_The input_:
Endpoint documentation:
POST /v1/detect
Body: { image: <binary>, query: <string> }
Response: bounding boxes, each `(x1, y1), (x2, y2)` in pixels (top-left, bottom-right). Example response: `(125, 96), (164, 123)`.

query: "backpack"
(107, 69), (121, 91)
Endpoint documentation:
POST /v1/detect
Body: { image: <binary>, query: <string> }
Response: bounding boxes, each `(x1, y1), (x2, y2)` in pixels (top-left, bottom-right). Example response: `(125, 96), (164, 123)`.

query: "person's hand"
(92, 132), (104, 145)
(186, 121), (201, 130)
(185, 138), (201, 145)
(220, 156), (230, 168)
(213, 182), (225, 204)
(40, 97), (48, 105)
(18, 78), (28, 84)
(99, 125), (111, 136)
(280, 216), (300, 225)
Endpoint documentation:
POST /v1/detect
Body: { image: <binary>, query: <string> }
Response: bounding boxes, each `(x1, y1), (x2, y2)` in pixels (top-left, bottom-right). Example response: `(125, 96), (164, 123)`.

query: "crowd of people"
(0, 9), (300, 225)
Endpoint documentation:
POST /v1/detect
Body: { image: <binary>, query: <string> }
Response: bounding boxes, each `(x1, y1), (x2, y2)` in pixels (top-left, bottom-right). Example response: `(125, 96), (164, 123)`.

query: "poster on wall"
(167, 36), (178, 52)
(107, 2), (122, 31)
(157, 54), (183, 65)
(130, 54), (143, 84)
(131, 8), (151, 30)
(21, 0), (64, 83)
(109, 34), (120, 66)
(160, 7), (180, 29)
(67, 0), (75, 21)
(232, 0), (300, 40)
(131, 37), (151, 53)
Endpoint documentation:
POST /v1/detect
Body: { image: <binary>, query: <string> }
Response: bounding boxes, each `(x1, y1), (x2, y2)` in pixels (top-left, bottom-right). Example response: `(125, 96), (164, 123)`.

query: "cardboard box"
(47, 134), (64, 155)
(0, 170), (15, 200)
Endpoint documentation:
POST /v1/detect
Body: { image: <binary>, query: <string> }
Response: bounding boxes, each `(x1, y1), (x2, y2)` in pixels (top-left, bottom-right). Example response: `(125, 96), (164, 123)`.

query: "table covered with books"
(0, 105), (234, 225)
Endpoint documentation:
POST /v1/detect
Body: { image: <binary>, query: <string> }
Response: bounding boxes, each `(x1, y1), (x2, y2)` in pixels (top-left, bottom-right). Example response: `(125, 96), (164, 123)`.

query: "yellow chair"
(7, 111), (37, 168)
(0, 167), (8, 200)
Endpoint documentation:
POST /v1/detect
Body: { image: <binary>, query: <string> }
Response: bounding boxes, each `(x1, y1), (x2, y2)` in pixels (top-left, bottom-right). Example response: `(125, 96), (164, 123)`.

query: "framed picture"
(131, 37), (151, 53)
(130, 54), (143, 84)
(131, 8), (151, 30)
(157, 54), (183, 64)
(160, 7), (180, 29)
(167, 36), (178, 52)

_Stated goal_:
Rewrite the whole listing above as a numbered list, one line per item, and drop the blank lines.

_Right answer_:
1. Endpoint documentation:
2. POST /v1/detect
3. Body: { image: <binary>, query: <string> }
4. Response: bounding boxes, each `(x1, y1), (x2, y2)` in pixels (top-left, bottom-right). Example response: `(125, 96), (164, 123)`.
5. query: "backpack"
6. (107, 69), (121, 91)
7. Endpoint documentation:
8. POST /v1/detect
9. Body: { image: <binary>, query: <string> }
10. Response: bounding boxes, each `(x1, y1), (x2, y2)` in pixels (top-left, bottom-right). Example response: `(125, 96), (164, 123)`.
11. query: "person's hand"
12. (92, 132), (104, 145)
13. (186, 121), (201, 130)
14. (185, 138), (201, 145)
15. (220, 156), (230, 168)
16. (213, 182), (225, 204)
17. (40, 97), (48, 105)
18. (18, 78), (28, 84)
19. (99, 125), (111, 136)
20. (280, 216), (300, 225)
21. Endpoint documentation:
22. POST /v1/detect
23. Body: { image: <binary>, query: <string> }
24. Response: bounding boxes, each `(x1, y1), (x2, y2)` in pixels (top-left, bottom-right). Example response: `(125, 96), (164, 123)`.
25. query: "crowd of people"
26. (0, 9), (300, 225)
27. Endpoint documentation:
28. POST /v1/detect
29. Body: { image: <binary>, query: <string> }
30. Response: bounding boxes, each `(x1, y1), (x2, y2)` in pixels (top-left, bottom-right). Example response: `(125, 96), (164, 123)`.
31. query: "poster on wall"
32. (167, 36), (178, 52)
33. (107, 2), (122, 31)
34. (157, 54), (183, 65)
35. (130, 54), (143, 84)
36. (131, 8), (151, 30)
37. (21, 0), (64, 83)
38. (109, 34), (120, 66)
39. (160, 7), (180, 29)
40. (67, 0), (75, 21)
41. (232, 0), (300, 40)
42. (131, 37), (151, 53)
43. Endpoint documentation:
44. POST /v1/detect
45. Body: { image: <binary>, query: <string> }
46. Response: bounding boxes, each `(x1, y1), (x2, y2)` in pixels (top-left, bottom-right). Example response: `(125, 96), (164, 123)`.
47. query: "cardboard box"
48. (47, 134), (64, 155)
49. (0, 170), (15, 200)
50. Endpoint documentation:
51. POST /v1/detect
52. Body: { image: <binary>, query: <string> }
53. Response: bounding boxes, each `(x1, y1), (x2, y2)` in pixels (top-left, bottom-right). Example response: `(125, 96), (164, 123)`.
54. query: "table covered with books"
55. (0, 105), (234, 225)
56. Endpoint documentation:
57. POST /v1/detect
58. Body: { image: <binary>, query: <string> }
59. Response: bounding boxes, each `(x1, y1), (x2, y2)` in pixels (top-left, bottom-right). Example response: `(125, 96), (164, 123)`.
60. query: "yellow chair"
61. (7, 111), (37, 168)
62. (0, 167), (8, 200)
63. Endpoint documentation:
64. POST /v1/detect
65. Body: { image: <binary>, query: <string> }
66. Response: bounding boxes, each `(x1, y1), (x2, y2)` in pixels (top-left, bottom-right). Example response: `(125, 96), (164, 123)`.
67. query: "framed picture"
68. (131, 37), (151, 53)
69. (130, 54), (143, 84)
70. (131, 8), (151, 30)
71. (157, 54), (183, 64)
72. (160, 7), (180, 29)
73. (167, 36), (178, 52)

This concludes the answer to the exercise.